[[ MATERIAL SHOWN open ]]

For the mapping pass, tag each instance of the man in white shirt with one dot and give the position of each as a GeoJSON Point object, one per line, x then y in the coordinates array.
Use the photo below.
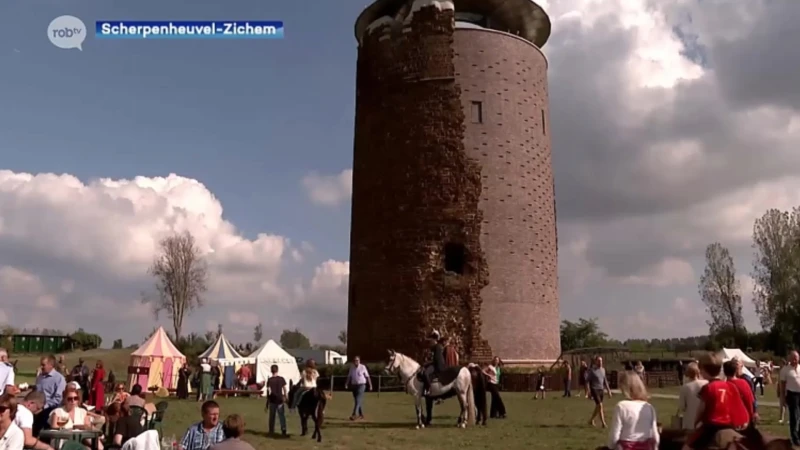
{"type": "Point", "coordinates": [6, 373]}
{"type": "Point", "coordinates": [790, 392]}
{"type": "Point", "coordinates": [33, 404]}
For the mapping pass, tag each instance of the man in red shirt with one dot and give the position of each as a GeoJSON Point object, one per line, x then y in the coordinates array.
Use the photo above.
{"type": "Point", "coordinates": [722, 407]}
{"type": "Point", "coordinates": [730, 369]}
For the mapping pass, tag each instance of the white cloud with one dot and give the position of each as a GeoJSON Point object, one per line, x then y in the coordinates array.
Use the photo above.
{"type": "Point", "coordinates": [329, 190]}
{"type": "Point", "coordinates": [670, 271]}
{"type": "Point", "coordinates": [83, 248]}
{"type": "Point", "coordinates": [243, 319]}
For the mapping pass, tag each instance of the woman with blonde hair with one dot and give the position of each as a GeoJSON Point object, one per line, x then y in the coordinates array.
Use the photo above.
{"type": "Point", "coordinates": [308, 381]}
{"type": "Point", "coordinates": [688, 400]}
{"type": "Point", "coordinates": [634, 426]}
{"type": "Point", "coordinates": [11, 436]}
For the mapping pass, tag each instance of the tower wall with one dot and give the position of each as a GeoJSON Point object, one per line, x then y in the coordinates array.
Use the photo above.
{"type": "Point", "coordinates": [429, 184]}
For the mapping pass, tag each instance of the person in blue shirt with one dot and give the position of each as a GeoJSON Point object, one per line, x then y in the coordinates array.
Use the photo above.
{"type": "Point", "coordinates": [51, 383]}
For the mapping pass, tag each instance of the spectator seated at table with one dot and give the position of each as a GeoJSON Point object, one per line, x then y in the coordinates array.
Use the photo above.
{"type": "Point", "coordinates": [121, 425]}
{"type": "Point", "coordinates": [120, 395]}
{"type": "Point", "coordinates": [71, 416]}
{"type": "Point", "coordinates": [206, 433]}
{"type": "Point", "coordinates": [32, 404]}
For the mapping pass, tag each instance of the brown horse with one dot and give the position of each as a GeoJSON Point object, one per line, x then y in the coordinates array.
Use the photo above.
{"type": "Point", "coordinates": [312, 404]}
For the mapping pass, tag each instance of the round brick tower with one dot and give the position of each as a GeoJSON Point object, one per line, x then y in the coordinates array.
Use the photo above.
{"type": "Point", "coordinates": [453, 215]}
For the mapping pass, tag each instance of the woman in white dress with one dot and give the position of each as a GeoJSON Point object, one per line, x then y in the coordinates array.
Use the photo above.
{"type": "Point", "coordinates": [11, 436]}
{"type": "Point", "coordinates": [688, 401]}
{"type": "Point", "coordinates": [70, 415]}
{"type": "Point", "coordinates": [635, 426]}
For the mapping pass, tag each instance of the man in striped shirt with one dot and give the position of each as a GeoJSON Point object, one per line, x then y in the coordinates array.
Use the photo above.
{"type": "Point", "coordinates": [203, 435]}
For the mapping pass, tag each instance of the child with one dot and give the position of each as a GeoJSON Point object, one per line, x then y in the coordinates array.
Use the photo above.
{"type": "Point", "coordinates": [540, 384]}
{"type": "Point", "coordinates": [722, 407]}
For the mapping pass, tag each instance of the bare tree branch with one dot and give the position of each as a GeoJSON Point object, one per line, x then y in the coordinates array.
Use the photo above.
{"type": "Point", "coordinates": [181, 275]}
{"type": "Point", "coordinates": [720, 291]}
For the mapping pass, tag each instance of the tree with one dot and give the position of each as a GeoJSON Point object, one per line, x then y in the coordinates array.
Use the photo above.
{"type": "Point", "coordinates": [258, 333]}
{"type": "Point", "coordinates": [719, 290]}
{"type": "Point", "coordinates": [181, 275]}
{"type": "Point", "coordinates": [581, 334]}
{"type": "Point", "coordinates": [775, 270]}
{"type": "Point", "coordinates": [295, 340]}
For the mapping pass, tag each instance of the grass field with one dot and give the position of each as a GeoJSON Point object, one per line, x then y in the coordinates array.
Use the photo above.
{"type": "Point", "coordinates": [114, 360]}
{"type": "Point", "coordinates": [532, 424]}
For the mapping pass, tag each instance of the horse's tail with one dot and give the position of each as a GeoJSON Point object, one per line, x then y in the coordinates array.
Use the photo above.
{"type": "Point", "coordinates": [470, 403]}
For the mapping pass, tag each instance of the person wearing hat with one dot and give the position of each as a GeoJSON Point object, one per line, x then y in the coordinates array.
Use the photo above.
{"type": "Point", "coordinates": [437, 361]}
{"type": "Point", "coordinates": [80, 374]}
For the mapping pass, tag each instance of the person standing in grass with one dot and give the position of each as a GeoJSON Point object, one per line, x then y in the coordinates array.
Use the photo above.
{"type": "Point", "coordinates": [598, 385]}
{"type": "Point", "coordinates": [567, 379]}
{"type": "Point", "coordinates": [358, 381]}
{"type": "Point", "coordinates": [276, 400]}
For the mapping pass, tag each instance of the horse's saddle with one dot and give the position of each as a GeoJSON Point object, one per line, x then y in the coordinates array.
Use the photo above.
{"type": "Point", "coordinates": [446, 376]}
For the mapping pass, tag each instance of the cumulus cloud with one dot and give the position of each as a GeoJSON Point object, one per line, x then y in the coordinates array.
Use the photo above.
{"type": "Point", "coordinates": [84, 248]}
{"type": "Point", "coordinates": [329, 190]}
{"type": "Point", "coordinates": [674, 125]}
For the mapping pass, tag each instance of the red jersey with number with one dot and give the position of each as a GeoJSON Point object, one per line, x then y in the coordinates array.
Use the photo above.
{"type": "Point", "coordinates": [724, 406]}
{"type": "Point", "coordinates": [746, 393]}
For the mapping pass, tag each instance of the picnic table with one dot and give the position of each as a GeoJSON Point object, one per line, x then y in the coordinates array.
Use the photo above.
{"type": "Point", "coordinates": [57, 436]}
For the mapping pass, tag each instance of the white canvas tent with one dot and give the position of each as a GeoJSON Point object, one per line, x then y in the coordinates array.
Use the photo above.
{"type": "Point", "coordinates": [271, 353]}
{"type": "Point", "coordinates": [728, 354]}
{"type": "Point", "coordinates": [223, 352]}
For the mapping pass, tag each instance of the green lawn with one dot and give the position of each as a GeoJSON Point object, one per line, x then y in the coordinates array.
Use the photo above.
{"type": "Point", "coordinates": [113, 360]}
{"type": "Point", "coordinates": [532, 424]}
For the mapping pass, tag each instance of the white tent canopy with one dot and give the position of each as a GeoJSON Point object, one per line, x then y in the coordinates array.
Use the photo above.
{"type": "Point", "coordinates": [728, 354]}
{"type": "Point", "coordinates": [271, 353]}
{"type": "Point", "coordinates": [223, 352]}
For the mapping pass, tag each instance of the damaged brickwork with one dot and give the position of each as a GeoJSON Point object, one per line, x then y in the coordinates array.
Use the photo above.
{"type": "Point", "coordinates": [414, 191]}
{"type": "Point", "coordinates": [428, 175]}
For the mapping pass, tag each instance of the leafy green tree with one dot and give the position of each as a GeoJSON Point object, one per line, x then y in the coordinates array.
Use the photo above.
{"type": "Point", "coordinates": [294, 339]}
{"type": "Point", "coordinates": [719, 291]}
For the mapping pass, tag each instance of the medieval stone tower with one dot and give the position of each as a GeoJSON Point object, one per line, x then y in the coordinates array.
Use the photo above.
{"type": "Point", "coordinates": [453, 223]}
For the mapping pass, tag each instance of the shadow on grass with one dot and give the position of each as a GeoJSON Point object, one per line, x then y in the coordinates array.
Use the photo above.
{"type": "Point", "coordinates": [371, 425]}
{"type": "Point", "coordinates": [264, 434]}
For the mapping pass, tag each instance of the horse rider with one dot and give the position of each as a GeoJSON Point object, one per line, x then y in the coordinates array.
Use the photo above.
{"type": "Point", "coordinates": [308, 382]}
{"type": "Point", "coordinates": [437, 361]}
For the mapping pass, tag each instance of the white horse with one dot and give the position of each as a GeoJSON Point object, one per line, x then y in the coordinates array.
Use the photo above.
{"type": "Point", "coordinates": [456, 380]}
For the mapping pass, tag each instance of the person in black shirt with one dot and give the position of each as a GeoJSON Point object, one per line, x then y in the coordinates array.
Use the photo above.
{"type": "Point", "coordinates": [276, 398]}
{"type": "Point", "coordinates": [437, 361]}
{"type": "Point", "coordinates": [122, 426]}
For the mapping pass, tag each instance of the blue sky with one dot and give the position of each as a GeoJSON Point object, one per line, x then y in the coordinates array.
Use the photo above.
{"type": "Point", "coordinates": [248, 118]}
{"type": "Point", "coordinates": [656, 114]}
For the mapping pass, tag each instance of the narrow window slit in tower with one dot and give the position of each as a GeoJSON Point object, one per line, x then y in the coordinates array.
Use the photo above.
{"type": "Point", "coordinates": [544, 124]}
{"type": "Point", "coordinates": [455, 258]}
{"type": "Point", "coordinates": [477, 112]}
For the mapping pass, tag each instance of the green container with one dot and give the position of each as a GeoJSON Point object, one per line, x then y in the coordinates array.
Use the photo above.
{"type": "Point", "coordinates": [22, 344]}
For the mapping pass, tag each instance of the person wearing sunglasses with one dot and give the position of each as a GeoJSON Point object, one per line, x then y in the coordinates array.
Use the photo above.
{"type": "Point", "coordinates": [70, 416]}
{"type": "Point", "coordinates": [11, 436]}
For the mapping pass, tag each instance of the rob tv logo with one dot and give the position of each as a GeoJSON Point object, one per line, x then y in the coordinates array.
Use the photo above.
{"type": "Point", "coordinates": [67, 32]}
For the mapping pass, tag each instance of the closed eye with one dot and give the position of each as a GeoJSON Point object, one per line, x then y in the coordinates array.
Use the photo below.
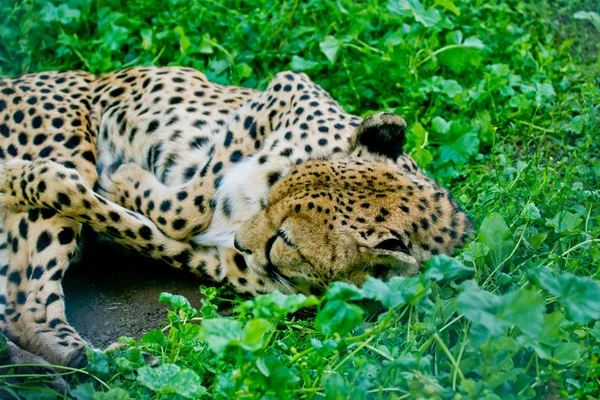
{"type": "Point", "coordinates": [393, 245]}
{"type": "Point", "coordinates": [280, 233]}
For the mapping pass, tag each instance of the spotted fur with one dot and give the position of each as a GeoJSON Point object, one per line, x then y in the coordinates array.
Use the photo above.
{"type": "Point", "coordinates": [280, 189]}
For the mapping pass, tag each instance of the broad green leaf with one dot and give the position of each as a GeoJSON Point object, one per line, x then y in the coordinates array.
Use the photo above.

[[ MATERIAL SHOWN closed ]]

ACTION ITEM ::
Your answer must be the lines from the one containing "For the mapping pass, tag each instance of the broad" to the last line of the entries, repeated exactly and with nothing else.

RESPONSE ::
For the mapping pass, tag each instance of the broad green leaf with one dot and give the position of each as a GeoJSON Point object, one per line, x then y in the coordinates array.
Use the photo above.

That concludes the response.